# Exercise instructions
Quote only the lines that start at the line with "the bread slice" and run to the end of the entries; omit the pictures.
-- Begin --
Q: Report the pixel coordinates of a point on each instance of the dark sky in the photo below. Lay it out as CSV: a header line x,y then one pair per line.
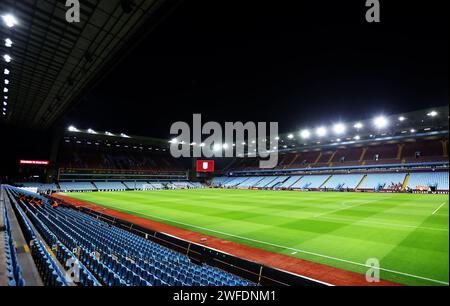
x,y
292,62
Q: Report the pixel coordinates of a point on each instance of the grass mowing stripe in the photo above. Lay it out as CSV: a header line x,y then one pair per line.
x,y
437,209
395,228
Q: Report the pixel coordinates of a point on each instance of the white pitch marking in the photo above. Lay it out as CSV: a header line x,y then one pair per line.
x,y
386,223
437,209
304,252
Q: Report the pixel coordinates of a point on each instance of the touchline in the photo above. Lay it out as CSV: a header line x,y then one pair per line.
x,y
238,136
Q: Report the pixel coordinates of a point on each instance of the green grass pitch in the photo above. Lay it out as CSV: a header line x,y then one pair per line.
x,y
407,233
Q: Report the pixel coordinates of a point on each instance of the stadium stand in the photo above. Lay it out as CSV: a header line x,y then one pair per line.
x,y
424,180
12,275
77,186
115,256
380,181
109,186
342,181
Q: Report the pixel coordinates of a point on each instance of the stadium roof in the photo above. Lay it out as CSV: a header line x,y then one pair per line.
x,y
53,62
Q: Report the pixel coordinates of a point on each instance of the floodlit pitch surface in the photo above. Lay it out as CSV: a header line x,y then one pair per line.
x,y
407,233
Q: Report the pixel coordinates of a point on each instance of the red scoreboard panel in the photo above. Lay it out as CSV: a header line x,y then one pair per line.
x,y
205,166
34,162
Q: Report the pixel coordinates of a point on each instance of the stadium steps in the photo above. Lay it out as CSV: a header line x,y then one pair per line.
x,y
362,181
363,155
400,151
326,181
405,183
28,267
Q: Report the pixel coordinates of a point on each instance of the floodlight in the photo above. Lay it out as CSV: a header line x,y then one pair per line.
x,y
381,122
339,128
8,43
72,129
7,58
321,131
305,134
358,125
432,114
9,20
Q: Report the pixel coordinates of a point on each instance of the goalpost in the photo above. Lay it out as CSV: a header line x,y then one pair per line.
x,y
146,187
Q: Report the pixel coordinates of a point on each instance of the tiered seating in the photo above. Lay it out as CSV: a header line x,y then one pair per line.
x,y
423,151
342,181
347,156
40,187
77,186
14,276
386,153
420,180
382,180
110,186
124,259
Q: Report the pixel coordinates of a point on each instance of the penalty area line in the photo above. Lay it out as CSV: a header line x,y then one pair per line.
x,y
437,209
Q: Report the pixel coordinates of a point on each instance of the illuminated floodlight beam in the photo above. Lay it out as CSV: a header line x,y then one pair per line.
x,y
339,128
321,131
358,125
8,43
305,134
380,122
9,20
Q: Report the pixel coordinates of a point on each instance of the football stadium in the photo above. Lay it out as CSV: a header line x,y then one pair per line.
x,y
91,197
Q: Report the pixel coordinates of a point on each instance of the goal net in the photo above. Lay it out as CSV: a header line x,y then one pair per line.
x,y
148,187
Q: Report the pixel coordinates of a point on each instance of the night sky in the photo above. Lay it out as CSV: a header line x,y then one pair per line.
x,y
300,65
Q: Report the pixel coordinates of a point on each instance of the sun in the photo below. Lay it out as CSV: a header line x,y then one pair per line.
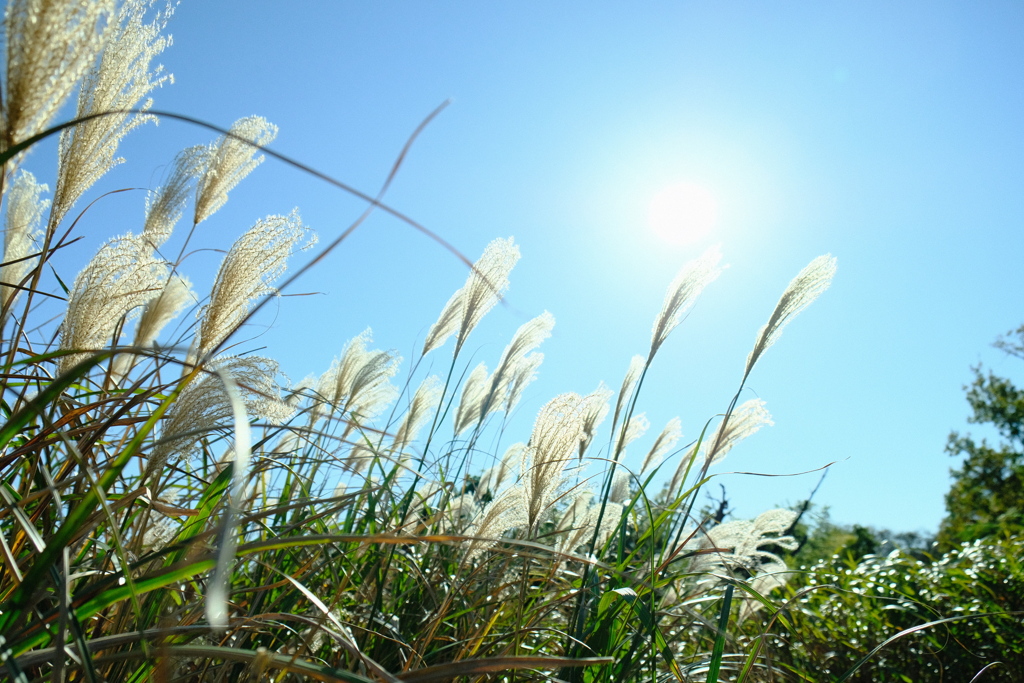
x,y
683,213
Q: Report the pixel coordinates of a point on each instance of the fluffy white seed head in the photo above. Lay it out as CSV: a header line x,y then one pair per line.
x,y
231,159
253,262
49,46
805,288
682,294
25,212
120,80
121,278
747,419
485,285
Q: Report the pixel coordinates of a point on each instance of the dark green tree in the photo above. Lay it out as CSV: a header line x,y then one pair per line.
x,y
986,499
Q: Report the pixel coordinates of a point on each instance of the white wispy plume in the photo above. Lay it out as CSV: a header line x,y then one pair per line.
x,y
665,442
253,262
474,390
555,440
231,159
204,407
515,368
805,288
25,213
165,206
427,395
121,80
50,44
594,412
493,478
485,285
682,294
747,419
157,313
121,278
358,383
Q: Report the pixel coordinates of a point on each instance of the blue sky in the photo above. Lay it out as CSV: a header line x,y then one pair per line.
x,y
886,133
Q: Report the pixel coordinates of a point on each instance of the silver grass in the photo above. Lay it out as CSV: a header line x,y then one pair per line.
x,y
595,410
230,161
498,518
165,206
665,442
121,278
474,391
427,395
204,407
121,80
25,212
682,294
805,288
358,383
626,390
157,313
747,419
555,439
493,478
253,262
485,285
49,45
526,338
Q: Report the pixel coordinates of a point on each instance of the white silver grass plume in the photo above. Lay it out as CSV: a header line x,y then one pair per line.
x,y
49,45
164,207
526,338
500,516
253,262
682,294
231,159
485,285
745,420
359,382
805,288
121,80
25,212
553,444
121,278
157,313
203,407
637,364
427,395
474,390
595,410
665,442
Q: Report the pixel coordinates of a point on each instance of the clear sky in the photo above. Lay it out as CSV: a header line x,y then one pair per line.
x,y
889,134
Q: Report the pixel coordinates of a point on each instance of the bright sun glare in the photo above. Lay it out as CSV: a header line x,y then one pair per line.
x,y
683,213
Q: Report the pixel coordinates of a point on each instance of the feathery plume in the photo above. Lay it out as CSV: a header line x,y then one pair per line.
x,y
556,437
164,207
50,44
595,410
637,364
424,401
231,159
805,288
119,81
253,262
358,383
485,285
682,293
747,419
665,442
25,212
473,392
204,407
121,278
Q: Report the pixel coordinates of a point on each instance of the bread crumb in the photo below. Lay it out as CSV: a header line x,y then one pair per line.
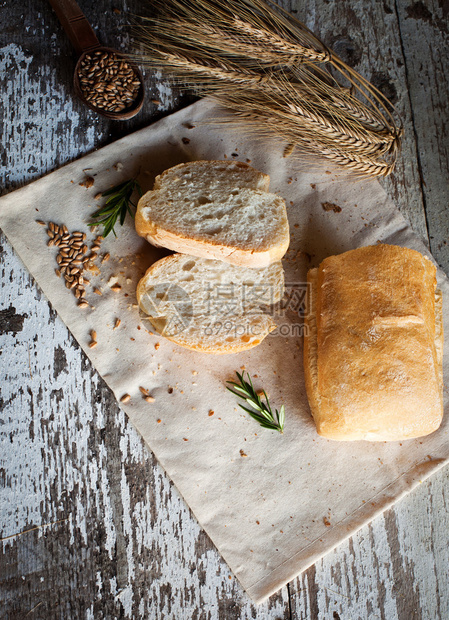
x,y
88,182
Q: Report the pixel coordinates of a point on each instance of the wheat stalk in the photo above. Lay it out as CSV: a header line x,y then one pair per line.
x,y
271,71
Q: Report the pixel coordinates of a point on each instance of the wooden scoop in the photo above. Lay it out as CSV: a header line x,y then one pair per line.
x,y
85,41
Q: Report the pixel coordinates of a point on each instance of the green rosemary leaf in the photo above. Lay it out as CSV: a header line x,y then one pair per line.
x,y
117,206
261,412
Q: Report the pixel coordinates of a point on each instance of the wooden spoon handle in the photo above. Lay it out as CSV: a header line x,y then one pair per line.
x,y
75,24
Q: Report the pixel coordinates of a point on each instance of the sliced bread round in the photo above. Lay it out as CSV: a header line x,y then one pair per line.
x,y
217,210
208,305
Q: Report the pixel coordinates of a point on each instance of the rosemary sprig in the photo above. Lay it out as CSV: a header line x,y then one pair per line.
x,y
263,414
118,204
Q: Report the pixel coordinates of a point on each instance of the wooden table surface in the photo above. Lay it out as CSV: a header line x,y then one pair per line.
x,y
91,527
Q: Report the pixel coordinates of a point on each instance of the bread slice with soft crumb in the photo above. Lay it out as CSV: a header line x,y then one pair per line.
x,y
209,305
215,209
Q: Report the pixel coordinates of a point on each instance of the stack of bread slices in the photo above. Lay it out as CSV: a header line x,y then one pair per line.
x,y
229,234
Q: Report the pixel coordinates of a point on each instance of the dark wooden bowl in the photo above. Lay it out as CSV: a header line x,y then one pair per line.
x,y
125,114
84,40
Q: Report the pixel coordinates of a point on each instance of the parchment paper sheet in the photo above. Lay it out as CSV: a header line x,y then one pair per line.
x,y
293,497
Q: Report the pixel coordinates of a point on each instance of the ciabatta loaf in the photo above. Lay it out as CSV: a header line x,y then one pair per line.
x,y
208,305
215,209
373,345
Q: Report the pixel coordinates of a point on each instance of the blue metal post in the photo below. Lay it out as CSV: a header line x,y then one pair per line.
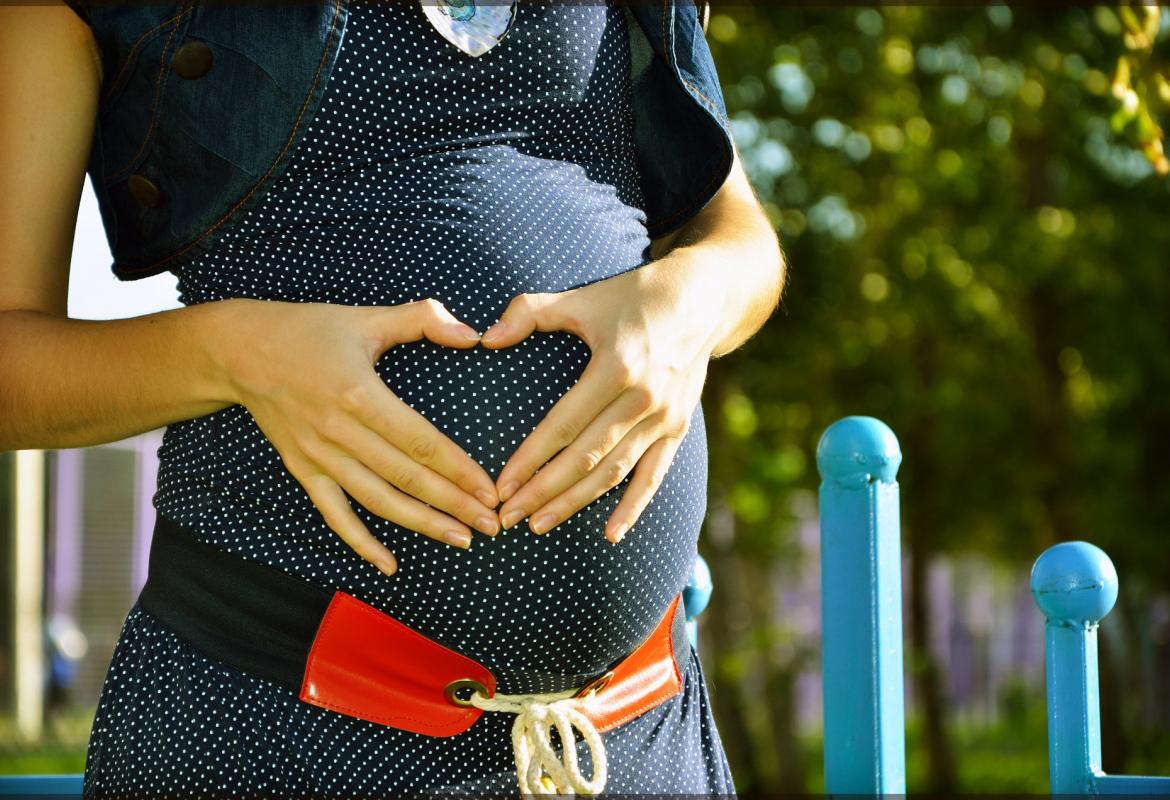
-- End --
# Final result
Q: Report the pixel coordinates of a point on each instance of the bread slice with soft crumb in the photo above. Lay it out as CSV: a header line x,y then one pair per line.
x,y
209,305
215,209
Q: Report the pixel coordinates of a point on each instance of the stack of bread slices in the photo above. Lay it out as CSV: a header line x,y then one pair per line.
x,y
229,234
Q: Report the pixel coordinates of a point on each instance of the dark wooden bowl in the photo above. Lay it out as CSV: a header line x,y then one pair per line.
x,y
125,114
84,40
Q: Report the pixel coordinates of a point on each instance of the parchment paper sheet in the photo above. Lay it out as CSV: a header line x,y then one pair per line.
x,y
293,497
Q: Report the pixel coordinates of a point on each instance of the ciabatta loaf in the photo above. Lay it out as CSV: a header line x,y then one pair per line.
x,y
208,305
215,209
373,345
Q: Report the pixel coordinates of a point on each instance of the blue metal post in the photo below. Lay it out as CSV: a header line x,y then one pair per line.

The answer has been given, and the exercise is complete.